* _Task item 1_
In the blog post about skipping college, write out the part that opens with the words containing "Monday, June 7, 2010" and closes with "hut in Africa.", swapping "mom" for "mother".
* _Task item 2_
Do these statements agree with the blog post about skipping college? Answer yes or no to each, quoting the words that settle it. (a) The writer left for Africa three years ago. (b) The writer sends emails from an office. (c) The writer cares only what God thinks.

* _Reading text_
____________________

Monday, June 7, 2010

On Graduating...By Request of Caesar

Three years ago I told my mom college could wait and I left for Africa. It was the best decision I ever made. I told her a degree is just following a system of rules and check boxes. The University says I must pass biology. Check. The University says I must pass math class. Check. The University says I must take a "humanities" class. Check. Do I learn anything? It doesn't matter. I do what "They" say, then I get a degree to show the world. Pat me on the back and give me a job, I must be smarter and more equipped than most.
I wasn't buying that.
"Where's the truth in it?" I said. "So what if I have a degree, does that make me a better man?"
"It's just something to you have to do if you want to get anywhere in America," mom said.
That argument didn't do much for a guy who writes emails from a hut in Africa.
"I don't care what America thinks of me. I only care what God thinks of me. And I don't see where He requires a degree."
"Billy, please."

____________________

* _Provided information_
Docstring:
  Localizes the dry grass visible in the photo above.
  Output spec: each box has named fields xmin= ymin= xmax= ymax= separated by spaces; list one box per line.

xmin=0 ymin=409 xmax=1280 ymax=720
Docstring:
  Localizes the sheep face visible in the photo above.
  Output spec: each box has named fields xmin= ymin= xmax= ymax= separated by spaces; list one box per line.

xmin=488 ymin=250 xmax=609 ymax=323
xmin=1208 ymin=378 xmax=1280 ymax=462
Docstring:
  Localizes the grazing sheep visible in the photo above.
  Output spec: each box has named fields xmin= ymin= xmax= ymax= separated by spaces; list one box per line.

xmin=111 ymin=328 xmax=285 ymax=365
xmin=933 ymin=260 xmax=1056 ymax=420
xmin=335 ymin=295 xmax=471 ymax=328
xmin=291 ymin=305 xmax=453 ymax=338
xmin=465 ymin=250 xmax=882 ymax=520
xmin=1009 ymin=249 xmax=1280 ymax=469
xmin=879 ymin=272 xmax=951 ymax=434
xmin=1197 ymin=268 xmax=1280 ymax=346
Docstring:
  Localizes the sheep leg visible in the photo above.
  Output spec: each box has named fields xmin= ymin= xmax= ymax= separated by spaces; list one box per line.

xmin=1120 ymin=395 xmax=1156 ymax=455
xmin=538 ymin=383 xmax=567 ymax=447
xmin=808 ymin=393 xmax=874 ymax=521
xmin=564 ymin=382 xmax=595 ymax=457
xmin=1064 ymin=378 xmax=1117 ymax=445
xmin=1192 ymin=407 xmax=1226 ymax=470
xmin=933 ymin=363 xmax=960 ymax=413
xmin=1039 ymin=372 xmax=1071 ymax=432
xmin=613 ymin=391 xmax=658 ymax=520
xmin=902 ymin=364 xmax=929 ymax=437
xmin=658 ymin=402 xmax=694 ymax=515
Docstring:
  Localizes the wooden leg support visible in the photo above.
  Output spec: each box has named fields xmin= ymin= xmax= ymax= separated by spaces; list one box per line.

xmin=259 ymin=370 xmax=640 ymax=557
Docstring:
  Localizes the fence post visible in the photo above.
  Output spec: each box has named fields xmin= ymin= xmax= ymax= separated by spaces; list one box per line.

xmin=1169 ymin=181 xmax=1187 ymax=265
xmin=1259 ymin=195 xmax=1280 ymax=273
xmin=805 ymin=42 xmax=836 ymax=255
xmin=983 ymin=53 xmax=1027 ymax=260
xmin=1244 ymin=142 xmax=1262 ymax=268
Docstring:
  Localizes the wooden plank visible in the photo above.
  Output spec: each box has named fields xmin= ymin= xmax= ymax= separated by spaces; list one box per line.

____________________

* _Response 1_
Monday, June 7, 2010

On Graduating...By Request of Caesar

Three years ago I told my mother college could wait and I left for Africa. It was the best decision I ever made. I told her a degree is just following a system of rules and check boxes. The University says I must pass biology. Check. The University says I must pass math class. Check. The University says I must take a "humanities" class. Check. Do I learn anything? It doesn't matter. I do what "They" say, then I get a degree to show the world. Pat me on the back and give me a job, I must be smarter and more equipped than most.
I wasn't buying that.
"Where's the truth in it?" I said. "So what if I have a degree, does that make me a better man?"
"It's just something to you have to do if you want to get anywhere in America," mother said.
That argument didn't do much for a guy who writes emails from a hut in Africa.

* _Response 2_
(a) Yes: "Three years ago I told my mom college could wait and I left for Africa."
(b) No: "a guy who writes emails from a hut in Africa."
(c) Yes: "I only care what God thinks of me."